◆ Document passage:
BEIJING — The four of them held hands as they leaped on to the podium at the center of Capital Indoor Stadium, smiling wide and dressed in unmistakable Dutch orange, united in their triumph and their grief. They had hugged and cried and skated faster around a short track than any quartet of women in Olympic history. Standing together, they pressed their fingers to their lips and blew kisses into the sky for the teammate who was not there.

“That kiss was for Lara,” Yara van Kerkhof said.

Sunday night, the Netherlands’ 3,000-meter relay team broke its own Olympic record and passed another milestone in their reckoning with profound sorrow. Four years ago in PyeongChang, Lara van Ruijven helped the Netherlands win a bronze medal in the event. Midway between those Olympics and the Beijing Games, van Ruijven died at age 27, in the prime of her career.

The Netherlands’ foursome — van Kerkhof, Selma Poutsma, Xandra Velzeboer and superstar Suzanne Schulting — skated for van Ruijven. Schulting and van Kerkhof skated with van Ruijven on the 2018 bronze medal team. Somewhere deep within them, they knew they had skated with her again Sunday night.

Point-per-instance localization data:
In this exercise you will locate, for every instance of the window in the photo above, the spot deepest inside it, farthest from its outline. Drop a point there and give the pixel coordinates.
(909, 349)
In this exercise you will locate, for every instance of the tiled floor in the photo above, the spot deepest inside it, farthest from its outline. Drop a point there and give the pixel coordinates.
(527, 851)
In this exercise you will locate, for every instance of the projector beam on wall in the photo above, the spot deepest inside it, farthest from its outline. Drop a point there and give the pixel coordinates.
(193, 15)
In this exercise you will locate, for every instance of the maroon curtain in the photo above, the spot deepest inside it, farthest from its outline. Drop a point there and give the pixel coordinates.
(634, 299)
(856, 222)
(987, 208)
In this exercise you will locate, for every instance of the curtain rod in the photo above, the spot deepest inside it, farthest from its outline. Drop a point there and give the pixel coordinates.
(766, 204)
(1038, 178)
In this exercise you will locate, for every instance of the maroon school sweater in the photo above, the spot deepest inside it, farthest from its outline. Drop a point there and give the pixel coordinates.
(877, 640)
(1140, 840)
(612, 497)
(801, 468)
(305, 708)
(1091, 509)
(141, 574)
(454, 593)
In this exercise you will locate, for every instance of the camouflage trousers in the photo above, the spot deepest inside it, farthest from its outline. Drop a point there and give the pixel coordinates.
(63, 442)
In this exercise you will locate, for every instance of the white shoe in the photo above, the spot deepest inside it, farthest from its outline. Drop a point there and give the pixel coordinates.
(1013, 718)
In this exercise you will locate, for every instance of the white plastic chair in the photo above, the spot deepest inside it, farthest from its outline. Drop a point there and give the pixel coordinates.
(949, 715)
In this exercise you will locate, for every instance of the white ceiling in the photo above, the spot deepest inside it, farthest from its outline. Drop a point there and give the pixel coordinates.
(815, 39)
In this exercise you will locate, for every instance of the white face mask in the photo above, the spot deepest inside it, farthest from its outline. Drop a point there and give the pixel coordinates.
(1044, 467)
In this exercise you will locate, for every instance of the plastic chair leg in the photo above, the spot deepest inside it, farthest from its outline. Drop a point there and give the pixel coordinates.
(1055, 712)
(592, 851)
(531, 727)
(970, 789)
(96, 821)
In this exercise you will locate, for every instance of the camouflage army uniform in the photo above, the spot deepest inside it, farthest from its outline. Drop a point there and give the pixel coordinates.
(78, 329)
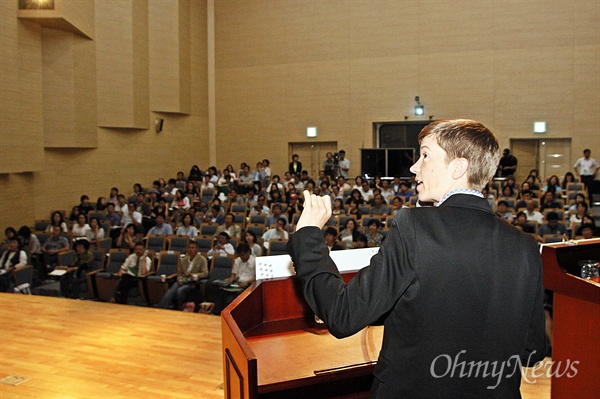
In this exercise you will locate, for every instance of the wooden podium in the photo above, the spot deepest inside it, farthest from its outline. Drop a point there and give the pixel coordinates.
(576, 316)
(273, 348)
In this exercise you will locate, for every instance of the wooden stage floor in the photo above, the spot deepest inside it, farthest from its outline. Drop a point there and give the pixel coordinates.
(94, 350)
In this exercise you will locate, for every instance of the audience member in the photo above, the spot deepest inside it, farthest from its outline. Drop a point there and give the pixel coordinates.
(553, 185)
(251, 240)
(96, 232)
(187, 227)
(131, 216)
(136, 265)
(295, 167)
(81, 228)
(222, 247)
(552, 226)
(243, 274)
(276, 213)
(57, 219)
(12, 258)
(228, 226)
(587, 168)
(374, 237)
(84, 205)
(549, 202)
(141, 206)
(190, 270)
(503, 212)
(260, 207)
(532, 213)
(127, 238)
(330, 235)
(71, 282)
(344, 164)
(365, 191)
(214, 215)
(278, 231)
(161, 226)
(54, 245)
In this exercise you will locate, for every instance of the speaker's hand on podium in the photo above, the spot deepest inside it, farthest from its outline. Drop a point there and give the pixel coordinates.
(317, 211)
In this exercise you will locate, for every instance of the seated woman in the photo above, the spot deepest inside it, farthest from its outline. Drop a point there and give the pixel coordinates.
(350, 233)
(72, 281)
(356, 196)
(12, 258)
(251, 240)
(374, 237)
(353, 209)
(57, 219)
(96, 232)
(552, 185)
(128, 238)
(187, 228)
(81, 228)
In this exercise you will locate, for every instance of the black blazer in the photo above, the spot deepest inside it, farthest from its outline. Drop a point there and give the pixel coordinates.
(454, 284)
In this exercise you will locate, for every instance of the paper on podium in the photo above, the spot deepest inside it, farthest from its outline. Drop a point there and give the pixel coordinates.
(281, 265)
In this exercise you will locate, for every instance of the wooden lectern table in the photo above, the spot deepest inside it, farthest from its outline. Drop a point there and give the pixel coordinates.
(273, 348)
(576, 320)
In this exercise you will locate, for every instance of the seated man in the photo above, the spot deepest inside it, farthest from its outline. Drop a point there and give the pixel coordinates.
(277, 212)
(404, 191)
(503, 212)
(526, 195)
(12, 258)
(276, 232)
(84, 205)
(232, 229)
(243, 274)
(54, 245)
(70, 283)
(379, 207)
(137, 264)
(532, 214)
(161, 227)
(222, 246)
(549, 202)
(192, 268)
(552, 226)
(141, 205)
(331, 239)
(386, 191)
(214, 215)
(259, 208)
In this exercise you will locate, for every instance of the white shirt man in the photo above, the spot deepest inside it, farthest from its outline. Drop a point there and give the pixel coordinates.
(276, 232)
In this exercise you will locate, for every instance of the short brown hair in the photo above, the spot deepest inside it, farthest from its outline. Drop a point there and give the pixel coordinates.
(465, 138)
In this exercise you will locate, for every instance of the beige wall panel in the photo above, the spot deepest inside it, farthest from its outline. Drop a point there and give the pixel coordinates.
(383, 28)
(139, 51)
(532, 85)
(122, 156)
(122, 63)
(169, 46)
(79, 13)
(586, 102)
(59, 93)
(533, 24)
(452, 26)
(21, 139)
(185, 73)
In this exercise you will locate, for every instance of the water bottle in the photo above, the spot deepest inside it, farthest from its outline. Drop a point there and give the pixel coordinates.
(589, 268)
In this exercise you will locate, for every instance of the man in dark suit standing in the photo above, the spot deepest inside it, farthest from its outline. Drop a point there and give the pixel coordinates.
(459, 290)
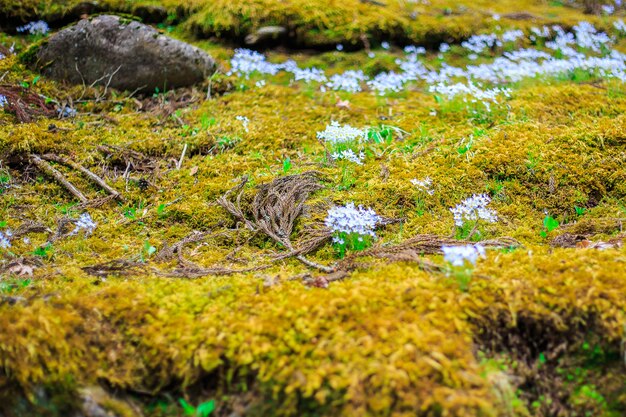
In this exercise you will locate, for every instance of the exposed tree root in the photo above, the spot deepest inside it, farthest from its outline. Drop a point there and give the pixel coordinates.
(95, 178)
(25, 104)
(275, 209)
(41, 163)
(51, 171)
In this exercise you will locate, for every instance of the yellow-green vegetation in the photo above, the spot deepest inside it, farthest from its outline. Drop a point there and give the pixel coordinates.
(129, 320)
(324, 23)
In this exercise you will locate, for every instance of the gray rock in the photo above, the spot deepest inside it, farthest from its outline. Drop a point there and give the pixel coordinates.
(124, 54)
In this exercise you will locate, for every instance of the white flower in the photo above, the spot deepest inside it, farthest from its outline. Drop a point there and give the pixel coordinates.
(244, 121)
(348, 219)
(35, 28)
(246, 62)
(474, 208)
(309, 74)
(335, 133)
(459, 255)
(5, 239)
(84, 222)
(349, 155)
(349, 81)
(424, 185)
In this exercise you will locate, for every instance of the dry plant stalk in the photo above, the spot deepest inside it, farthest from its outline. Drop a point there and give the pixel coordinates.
(275, 209)
(24, 103)
(95, 178)
(51, 171)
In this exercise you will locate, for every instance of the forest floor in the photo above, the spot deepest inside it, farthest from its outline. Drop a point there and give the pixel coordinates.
(180, 258)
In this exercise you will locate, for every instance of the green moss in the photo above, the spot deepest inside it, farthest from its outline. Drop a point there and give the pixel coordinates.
(391, 339)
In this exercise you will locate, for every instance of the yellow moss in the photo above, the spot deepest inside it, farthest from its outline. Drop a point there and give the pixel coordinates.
(389, 340)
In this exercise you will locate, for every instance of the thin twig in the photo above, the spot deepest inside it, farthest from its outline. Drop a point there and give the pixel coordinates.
(182, 156)
(95, 178)
(48, 169)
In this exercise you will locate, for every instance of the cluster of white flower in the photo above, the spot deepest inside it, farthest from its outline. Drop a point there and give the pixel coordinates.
(349, 155)
(474, 208)
(5, 239)
(244, 121)
(584, 48)
(620, 26)
(349, 81)
(349, 219)
(608, 9)
(471, 90)
(424, 185)
(245, 62)
(309, 75)
(84, 222)
(459, 255)
(336, 134)
(478, 43)
(66, 111)
(35, 28)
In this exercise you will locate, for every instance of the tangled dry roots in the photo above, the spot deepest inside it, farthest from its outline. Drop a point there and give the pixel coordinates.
(25, 104)
(275, 209)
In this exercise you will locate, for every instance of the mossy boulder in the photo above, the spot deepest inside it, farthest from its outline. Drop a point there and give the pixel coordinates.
(122, 54)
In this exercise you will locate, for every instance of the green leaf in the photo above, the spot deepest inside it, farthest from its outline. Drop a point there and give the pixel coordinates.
(550, 223)
(205, 409)
(187, 408)
(286, 164)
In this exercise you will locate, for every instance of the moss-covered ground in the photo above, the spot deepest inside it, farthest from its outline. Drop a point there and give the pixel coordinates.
(115, 321)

◆ Assignment 1:
Reproduce the passage of the article about the Dutch relay team that begins with the words containing "BEIJING — The" and ends with "was not there.".
◆ Assignment 2:
Carry on the article about the Dutch relay team from the point where it stops.
The items are separate material and have no connection to the article about the Dutch relay team.

◆ Exercise output 1:
BEIJING — The four of them held hands as they leaped on to the podium at the center of Capital Indoor Stadium, smiling wide and dressed in unmistakable Dutch orange, united in their triumph and their grief. They had hugged and cried and skated faster around a short track than any quartet of women in Olympic history. Standing together, they pressed their fingers to their lips and blew kisses into the sky for the teammate who was not there.

◆ Exercise output 2:
“Of course, we miss her every day,” van Kerkhof said. “She gives us strength. It’s also thanks to her we are here. We are really thankful for that. She is on our mind and in our hearts every day. It’s why we did — to maybe show her. We feel her presence.”

Van Ruijven grew up in Naaldwijk and skated for the first time at age 6. She competed with uncommon ferocity. She became one of the Netherlands’ best athletes — and studied law at a university on the side. In 2019, in the 500 meters, van Ruijven became the first Dutch woman to claim a short track world championship. Teammates nicknamed her “Panter,” and she adorned her helmet with a panther-skin pattern.

In July 2020, at a training camp in the French Pyrenees, van Ruijven suddenly fell ill. Doctors at a hospital in Perpignan, France diagnosed her with an autoimmune disease. Dutch Coach Jeroen Otter visited her, and van Ruijven seemed upbeat, happy to have someone with whom she could speak Dutch. Her condition rapidly deteriorated the next day, and doctors placed her in a medically induced coma. She had been at the peak of athletic might, one of the best speed skaters in the world. Days later, at age 27, she died.

“You can’t describe what you feel, as a team, and as a coach,” Otter said earlier during the Games. “For me, Lara was a very special person. With my age, they could be my daughters.”

Van Ruijven’s death shattered the Netherlands’ short-track speedskating program, which had emerged as perhaps the best in the world. They leaned on one another to move on. They spent their days together, on the ice and off. They shared tips at practice and feelings afterward. They formed inseparable bonds.

“We are just a really good team,” van Kerkhof said at a news conference. “We are really close to each other. We are happy if someone else if winning, and we are there if someone else is failing or falling. We are just really close as a team, and we can get the best out of each other.”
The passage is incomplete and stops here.